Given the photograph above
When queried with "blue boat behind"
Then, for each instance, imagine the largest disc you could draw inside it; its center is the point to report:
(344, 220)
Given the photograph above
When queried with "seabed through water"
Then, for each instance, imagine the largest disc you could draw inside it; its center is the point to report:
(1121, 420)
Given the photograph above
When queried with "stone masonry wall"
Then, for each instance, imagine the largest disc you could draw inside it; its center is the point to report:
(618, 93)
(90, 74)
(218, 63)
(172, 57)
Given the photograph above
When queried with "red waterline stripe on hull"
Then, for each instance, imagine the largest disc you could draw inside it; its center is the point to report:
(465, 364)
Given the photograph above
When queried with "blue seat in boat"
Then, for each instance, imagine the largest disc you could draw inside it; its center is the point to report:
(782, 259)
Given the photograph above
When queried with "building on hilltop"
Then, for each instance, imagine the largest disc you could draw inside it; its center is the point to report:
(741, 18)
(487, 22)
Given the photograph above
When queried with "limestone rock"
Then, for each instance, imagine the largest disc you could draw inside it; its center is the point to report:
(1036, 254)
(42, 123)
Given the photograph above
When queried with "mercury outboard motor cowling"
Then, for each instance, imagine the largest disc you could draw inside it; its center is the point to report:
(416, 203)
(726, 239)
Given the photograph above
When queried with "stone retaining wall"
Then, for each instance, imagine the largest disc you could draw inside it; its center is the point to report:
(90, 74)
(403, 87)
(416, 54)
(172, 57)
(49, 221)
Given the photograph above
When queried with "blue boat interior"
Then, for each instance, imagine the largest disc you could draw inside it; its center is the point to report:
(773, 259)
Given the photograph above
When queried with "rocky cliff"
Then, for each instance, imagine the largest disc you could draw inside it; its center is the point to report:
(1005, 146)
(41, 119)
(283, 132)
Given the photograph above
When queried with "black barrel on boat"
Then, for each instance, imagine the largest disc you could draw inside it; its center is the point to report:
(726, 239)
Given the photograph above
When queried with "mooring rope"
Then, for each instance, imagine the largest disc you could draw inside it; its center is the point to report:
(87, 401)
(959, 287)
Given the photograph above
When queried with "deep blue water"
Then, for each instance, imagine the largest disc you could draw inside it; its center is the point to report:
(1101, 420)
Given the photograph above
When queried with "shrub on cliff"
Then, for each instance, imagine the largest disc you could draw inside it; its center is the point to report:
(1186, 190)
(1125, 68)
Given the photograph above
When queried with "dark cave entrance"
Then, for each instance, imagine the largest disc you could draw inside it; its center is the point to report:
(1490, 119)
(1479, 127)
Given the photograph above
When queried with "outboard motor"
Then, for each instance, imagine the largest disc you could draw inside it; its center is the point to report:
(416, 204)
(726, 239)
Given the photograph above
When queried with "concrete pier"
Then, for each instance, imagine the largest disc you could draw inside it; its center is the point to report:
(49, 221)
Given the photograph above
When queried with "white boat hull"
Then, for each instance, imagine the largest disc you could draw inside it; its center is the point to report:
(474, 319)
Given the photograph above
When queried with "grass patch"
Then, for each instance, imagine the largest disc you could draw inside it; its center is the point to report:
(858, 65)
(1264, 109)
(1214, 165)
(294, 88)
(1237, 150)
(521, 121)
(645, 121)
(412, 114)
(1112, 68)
◇ ◇ ◇
◆ TASK ◆
Restate the full data above, keeping each word intact.

◆ ANSWER ◆
Given the photograph above
When queried with "blue boat behind"
Then, for each instance, imagine the largest disc you could draw inside it; its center is the point to report:
(344, 220)
Given the photograph above
When queried with "seabed through water"
Then, for each instance, imagine the largest disc you could draw inside it; its center is the point to report:
(1121, 420)
Given the photograph above
When queried with "stone masonry wall"
Then, for each instance, imagine the largest disc you could draw inside it; its center is the point to report:
(618, 93)
(90, 74)
(218, 63)
(172, 57)
Given the photograph above
When queried with "red waterline stripe on hull"
Then, for each instance, imagine the largest disc you could draw inside it; its center is the point to report:
(465, 364)
Given the photograph above
When queried with "blue seat in boat"
Then, for each instance, imagine the largest disc you could draw inside it; its center is the point to report:
(782, 259)
Given the photograph above
When queried with "building on hilltop"
Then, for each instance, imagine the largest disc you could draw inside it; its center is the point to report:
(741, 18)
(487, 22)
Given the photograph above
When queried with "limestone rock"
Then, for each instance, imagine the largest disc you could draw inside it; its center is the point to report:
(1036, 254)
(42, 123)
Given the photograph above
When queried with "mercury outboard motor cowling"
Then, for each instance, imagine the largest disc you could draw inside it; its center is the point to report:
(416, 203)
(726, 239)
Given the photograph above
When queried with "stone retaining wall"
Then, for each instance, imagine the largest disc you could draw inside it; its center is the point to report:
(90, 74)
(403, 87)
(416, 54)
(172, 57)
(49, 221)
Given the photograph above
When queried with "blue boat interior"
Then, for each instance, imagine the largest disc you could draw inside it; its center is the point to report:
(773, 259)
Given the photograph above
When queried with "rocky cliff"
Then, for each instance, imagine the largest disc you could draw inside it; its center is the point to report:
(1005, 146)
(41, 119)
(283, 132)
Given the photograph above
When queried with "black barrel on boat"
Then, for each instance, imagine the largest disc you could draw inside it; its center is the point to report:
(726, 239)
Given the photograph above
When queried with "mooring rope"
Then, for each instance, imagine the largest disc you could draw inside it; its center is the point to report:
(87, 401)
(959, 287)
Given the photograph above
When queried with "deep blue water"
Then, for each instance, imagine the largest disc you could draw inside it; its center is the point to report:
(1101, 420)
Given the photograph above
When queried with "shrub on cliff"
Then, for each instance, imagine the largest disc you could draw inside it; its center is the point to report:
(1186, 190)
(1125, 68)
Given the photograph above
When queried with "dark cave entrance"
Then, for each instance, imagine the largest disc you could draw inside it; its center is the point to report:
(1490, 119)
(1479, 127)
Given the photograph above
When queried with "outboard motor"
Then, for each instance, imagine the largest disc you could draw inside it; its center is the point to report:
(416, 204)
(726, 239)
Given the photograph above
When queried with "concrete pier"
Then, for each instance, imagine the largest disc you could draw inside it; its center is the point to report:
(49, 221)
Given the photograph above
When queried with "white boat hull"
Then, for each instance, imagine the largest disc you could draw inside it; its center is the point to report:
(474, 319)
Given the photograph above
When queried with "grass patch"
Then, for each instance, imagine the largest disc you could draw inside it; its center is the point to report:
(858, 65)
(1264, 109)
(1214, 165)
(294, 88)
(1237, 150)
(521, 121)
(645, 121)
(412, 114)
(1112, 68)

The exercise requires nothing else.